TASK PROMPT:
List each line of the data that holds the word "below".

***** RECORDS FOR THIS EXERCISE

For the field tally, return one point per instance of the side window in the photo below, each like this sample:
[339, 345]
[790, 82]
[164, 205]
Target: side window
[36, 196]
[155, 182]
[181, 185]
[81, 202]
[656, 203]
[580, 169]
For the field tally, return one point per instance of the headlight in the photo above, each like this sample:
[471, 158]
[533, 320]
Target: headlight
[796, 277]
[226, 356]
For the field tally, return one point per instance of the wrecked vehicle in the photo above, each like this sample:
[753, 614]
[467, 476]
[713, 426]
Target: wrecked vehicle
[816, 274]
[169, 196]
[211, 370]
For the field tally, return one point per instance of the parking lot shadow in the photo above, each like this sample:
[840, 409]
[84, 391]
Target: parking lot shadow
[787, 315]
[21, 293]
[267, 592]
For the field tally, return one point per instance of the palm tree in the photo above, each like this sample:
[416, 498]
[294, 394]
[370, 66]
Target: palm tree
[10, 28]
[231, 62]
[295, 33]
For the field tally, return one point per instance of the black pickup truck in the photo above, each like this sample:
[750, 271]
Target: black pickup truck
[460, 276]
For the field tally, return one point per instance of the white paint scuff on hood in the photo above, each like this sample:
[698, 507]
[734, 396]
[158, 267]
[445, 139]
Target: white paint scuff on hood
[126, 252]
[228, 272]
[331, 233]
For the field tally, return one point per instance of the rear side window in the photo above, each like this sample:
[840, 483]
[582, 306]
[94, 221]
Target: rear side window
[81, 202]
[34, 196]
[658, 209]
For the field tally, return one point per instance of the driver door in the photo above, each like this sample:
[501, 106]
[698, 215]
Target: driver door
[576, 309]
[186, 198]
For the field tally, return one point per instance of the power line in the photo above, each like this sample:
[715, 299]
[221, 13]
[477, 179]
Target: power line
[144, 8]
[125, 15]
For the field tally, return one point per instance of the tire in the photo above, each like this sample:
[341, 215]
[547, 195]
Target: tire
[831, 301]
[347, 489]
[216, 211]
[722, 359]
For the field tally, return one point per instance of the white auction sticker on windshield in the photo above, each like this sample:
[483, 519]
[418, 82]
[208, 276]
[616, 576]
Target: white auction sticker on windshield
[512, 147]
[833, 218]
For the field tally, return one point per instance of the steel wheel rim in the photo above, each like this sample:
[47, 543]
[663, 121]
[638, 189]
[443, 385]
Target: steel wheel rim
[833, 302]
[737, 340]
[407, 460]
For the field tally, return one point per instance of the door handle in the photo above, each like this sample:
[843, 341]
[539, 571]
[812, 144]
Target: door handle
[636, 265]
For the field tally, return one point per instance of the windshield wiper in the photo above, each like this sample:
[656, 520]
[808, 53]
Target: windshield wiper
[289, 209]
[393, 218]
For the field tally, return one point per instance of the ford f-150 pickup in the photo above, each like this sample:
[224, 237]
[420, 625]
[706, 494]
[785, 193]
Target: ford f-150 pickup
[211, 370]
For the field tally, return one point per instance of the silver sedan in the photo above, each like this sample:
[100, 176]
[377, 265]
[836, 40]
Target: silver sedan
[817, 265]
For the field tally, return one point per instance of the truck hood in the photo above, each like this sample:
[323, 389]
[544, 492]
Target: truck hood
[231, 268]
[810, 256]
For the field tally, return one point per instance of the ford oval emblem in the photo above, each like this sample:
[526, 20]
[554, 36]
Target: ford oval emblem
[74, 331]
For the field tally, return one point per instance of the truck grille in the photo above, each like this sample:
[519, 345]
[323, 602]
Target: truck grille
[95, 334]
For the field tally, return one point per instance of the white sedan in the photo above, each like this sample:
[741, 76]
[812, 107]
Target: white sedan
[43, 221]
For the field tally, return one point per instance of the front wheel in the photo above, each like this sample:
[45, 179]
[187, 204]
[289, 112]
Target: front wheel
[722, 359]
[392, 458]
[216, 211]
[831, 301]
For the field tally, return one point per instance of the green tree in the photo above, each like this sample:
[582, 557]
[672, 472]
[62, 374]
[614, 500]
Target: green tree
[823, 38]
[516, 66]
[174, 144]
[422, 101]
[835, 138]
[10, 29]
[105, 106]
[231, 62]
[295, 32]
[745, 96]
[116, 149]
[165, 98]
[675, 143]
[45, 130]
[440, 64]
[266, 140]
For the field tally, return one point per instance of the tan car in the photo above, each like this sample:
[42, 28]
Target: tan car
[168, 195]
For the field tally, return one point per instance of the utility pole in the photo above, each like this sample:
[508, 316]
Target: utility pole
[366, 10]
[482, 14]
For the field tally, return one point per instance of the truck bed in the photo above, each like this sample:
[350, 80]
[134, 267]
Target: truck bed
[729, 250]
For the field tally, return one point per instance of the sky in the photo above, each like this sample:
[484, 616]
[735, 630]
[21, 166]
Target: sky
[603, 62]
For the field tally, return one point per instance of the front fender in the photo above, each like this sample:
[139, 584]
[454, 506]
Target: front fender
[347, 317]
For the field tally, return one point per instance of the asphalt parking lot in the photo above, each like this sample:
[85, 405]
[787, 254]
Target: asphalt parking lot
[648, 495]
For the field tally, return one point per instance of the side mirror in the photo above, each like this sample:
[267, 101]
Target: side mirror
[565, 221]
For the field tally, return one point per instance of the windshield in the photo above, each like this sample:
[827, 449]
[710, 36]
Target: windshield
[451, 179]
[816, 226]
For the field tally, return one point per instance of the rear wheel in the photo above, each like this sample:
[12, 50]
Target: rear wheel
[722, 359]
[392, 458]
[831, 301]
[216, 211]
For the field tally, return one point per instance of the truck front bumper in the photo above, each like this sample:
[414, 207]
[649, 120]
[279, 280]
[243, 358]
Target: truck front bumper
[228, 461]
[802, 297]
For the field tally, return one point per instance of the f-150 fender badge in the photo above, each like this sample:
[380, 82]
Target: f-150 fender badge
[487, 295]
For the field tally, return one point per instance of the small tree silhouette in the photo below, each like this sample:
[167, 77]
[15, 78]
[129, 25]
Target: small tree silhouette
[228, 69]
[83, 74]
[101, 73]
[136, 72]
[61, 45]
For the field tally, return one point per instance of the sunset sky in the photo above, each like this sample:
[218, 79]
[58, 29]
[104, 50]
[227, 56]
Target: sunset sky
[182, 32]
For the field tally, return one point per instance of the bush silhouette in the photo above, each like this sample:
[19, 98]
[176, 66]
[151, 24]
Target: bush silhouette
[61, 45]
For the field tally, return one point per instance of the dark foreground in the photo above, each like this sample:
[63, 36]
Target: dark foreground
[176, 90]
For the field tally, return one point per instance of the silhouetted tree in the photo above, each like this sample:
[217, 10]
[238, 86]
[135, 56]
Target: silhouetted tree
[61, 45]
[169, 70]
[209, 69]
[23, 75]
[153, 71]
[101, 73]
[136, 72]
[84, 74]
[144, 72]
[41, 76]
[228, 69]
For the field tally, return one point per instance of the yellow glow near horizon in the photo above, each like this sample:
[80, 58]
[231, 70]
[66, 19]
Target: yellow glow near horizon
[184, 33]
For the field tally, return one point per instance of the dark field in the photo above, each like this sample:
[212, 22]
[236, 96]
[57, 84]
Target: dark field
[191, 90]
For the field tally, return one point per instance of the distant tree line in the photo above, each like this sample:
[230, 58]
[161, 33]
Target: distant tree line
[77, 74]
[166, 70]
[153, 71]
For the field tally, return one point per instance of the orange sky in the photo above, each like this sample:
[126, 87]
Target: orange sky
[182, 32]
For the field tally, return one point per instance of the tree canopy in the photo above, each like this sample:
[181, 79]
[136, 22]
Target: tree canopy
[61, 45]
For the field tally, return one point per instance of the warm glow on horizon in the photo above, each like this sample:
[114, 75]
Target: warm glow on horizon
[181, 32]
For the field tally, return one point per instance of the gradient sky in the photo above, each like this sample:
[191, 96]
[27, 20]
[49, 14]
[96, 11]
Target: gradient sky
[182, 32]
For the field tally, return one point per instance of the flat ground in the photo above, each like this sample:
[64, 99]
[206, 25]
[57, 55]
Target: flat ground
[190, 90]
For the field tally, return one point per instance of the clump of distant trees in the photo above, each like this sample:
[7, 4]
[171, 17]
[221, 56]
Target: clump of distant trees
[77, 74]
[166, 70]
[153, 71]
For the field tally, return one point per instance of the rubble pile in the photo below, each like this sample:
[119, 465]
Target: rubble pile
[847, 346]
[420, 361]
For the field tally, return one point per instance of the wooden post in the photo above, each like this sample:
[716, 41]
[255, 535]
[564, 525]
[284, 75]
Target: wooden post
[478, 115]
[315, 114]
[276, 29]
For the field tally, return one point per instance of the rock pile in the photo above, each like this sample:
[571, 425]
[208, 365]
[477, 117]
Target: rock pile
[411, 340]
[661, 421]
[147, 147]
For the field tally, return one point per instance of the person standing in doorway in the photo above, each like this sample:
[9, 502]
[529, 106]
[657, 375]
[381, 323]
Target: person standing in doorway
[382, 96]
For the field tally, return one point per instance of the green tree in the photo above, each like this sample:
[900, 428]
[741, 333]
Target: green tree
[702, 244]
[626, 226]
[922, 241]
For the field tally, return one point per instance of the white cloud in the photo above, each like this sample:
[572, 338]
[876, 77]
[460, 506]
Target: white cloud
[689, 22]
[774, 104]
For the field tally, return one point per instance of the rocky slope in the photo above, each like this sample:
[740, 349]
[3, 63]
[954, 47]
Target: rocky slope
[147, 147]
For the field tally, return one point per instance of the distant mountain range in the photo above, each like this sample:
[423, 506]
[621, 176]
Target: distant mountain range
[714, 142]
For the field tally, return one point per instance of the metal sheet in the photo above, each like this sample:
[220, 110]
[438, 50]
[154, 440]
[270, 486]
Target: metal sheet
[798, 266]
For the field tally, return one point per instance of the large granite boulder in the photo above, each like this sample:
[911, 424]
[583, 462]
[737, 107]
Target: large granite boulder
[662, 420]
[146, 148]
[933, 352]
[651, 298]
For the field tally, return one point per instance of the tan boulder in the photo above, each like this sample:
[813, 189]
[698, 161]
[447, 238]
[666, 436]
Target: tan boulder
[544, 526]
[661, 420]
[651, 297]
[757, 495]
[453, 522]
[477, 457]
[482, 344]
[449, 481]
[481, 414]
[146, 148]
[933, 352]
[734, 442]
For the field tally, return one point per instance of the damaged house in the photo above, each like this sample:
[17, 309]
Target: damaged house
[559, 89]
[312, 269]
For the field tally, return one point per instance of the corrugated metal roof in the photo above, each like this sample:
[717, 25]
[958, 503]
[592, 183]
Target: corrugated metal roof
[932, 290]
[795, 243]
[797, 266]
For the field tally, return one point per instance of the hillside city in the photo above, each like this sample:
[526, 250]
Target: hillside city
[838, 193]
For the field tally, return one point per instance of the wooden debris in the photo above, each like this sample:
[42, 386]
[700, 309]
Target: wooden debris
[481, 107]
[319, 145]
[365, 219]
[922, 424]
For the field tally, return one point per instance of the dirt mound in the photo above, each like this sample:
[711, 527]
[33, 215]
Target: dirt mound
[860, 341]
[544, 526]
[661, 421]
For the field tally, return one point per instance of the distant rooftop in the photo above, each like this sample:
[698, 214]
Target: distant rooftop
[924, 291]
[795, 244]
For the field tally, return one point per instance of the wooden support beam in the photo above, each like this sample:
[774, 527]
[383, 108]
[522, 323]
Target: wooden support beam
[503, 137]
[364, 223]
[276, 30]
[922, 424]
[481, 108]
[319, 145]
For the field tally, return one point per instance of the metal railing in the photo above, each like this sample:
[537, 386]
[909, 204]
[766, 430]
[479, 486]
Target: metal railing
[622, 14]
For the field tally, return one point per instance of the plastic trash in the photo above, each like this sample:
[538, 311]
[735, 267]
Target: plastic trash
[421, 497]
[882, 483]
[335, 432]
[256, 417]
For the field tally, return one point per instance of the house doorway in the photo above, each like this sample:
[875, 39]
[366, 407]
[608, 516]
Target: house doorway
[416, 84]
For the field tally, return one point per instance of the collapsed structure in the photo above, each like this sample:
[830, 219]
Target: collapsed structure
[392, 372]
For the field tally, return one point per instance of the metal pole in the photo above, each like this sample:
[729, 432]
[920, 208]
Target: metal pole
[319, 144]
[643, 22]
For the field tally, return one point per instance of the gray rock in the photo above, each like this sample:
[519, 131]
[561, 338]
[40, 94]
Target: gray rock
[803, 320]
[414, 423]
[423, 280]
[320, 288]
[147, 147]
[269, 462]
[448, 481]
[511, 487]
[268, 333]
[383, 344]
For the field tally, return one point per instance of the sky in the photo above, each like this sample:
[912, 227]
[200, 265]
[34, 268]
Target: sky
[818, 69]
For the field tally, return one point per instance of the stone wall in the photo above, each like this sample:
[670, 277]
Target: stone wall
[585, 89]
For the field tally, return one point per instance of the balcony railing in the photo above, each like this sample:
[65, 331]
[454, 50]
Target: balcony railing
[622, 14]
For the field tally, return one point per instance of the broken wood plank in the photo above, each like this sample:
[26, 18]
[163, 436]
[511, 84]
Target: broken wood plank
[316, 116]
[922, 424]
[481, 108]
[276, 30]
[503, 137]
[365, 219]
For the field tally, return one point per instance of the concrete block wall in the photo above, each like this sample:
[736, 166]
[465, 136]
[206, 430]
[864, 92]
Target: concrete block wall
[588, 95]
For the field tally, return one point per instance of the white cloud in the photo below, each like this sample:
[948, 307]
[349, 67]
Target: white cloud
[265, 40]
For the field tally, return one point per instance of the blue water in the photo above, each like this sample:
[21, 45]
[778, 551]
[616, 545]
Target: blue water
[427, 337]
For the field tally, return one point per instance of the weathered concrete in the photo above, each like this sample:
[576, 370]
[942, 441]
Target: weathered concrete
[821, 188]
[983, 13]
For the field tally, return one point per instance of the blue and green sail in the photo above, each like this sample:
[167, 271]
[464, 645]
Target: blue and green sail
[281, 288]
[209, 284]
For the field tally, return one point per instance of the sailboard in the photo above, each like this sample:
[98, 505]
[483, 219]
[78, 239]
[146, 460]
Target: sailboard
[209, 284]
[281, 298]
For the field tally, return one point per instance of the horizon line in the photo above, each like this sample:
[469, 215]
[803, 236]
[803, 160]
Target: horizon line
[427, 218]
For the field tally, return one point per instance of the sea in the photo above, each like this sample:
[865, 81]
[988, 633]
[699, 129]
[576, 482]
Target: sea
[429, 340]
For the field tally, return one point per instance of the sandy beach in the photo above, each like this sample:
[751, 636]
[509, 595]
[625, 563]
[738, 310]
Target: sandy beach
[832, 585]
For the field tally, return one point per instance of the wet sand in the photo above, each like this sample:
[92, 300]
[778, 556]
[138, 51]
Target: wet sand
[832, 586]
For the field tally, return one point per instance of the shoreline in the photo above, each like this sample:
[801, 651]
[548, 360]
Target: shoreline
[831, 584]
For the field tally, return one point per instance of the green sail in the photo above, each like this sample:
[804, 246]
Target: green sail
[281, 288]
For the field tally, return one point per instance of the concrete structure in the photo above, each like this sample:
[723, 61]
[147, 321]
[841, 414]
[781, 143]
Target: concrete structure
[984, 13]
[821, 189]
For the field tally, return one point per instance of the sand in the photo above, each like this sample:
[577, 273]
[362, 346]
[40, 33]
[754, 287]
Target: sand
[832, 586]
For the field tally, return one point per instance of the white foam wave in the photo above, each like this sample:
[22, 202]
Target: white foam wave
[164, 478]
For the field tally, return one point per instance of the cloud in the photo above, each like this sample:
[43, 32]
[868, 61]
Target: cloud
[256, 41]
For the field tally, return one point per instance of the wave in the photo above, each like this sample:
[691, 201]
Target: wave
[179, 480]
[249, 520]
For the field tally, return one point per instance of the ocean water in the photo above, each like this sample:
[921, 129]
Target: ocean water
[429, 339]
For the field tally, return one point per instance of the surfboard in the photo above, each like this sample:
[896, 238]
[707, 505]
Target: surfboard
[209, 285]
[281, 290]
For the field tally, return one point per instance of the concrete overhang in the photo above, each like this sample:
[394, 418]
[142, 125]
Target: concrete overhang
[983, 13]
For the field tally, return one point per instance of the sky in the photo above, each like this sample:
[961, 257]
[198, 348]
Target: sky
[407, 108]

**********

EXPECTED OUTPUT:
For the field tally, return one point per instance of the side window in the photo below, each like this sample:
For the field tally, return one point per instance of the small tree silhouette in the photo below, each like this sample:
For the field tally, return one point per instance of the rubble pile in the photo below, each like this sample:
For the field tally, return one point per instance of the white cloud in the photo below, each like this sample:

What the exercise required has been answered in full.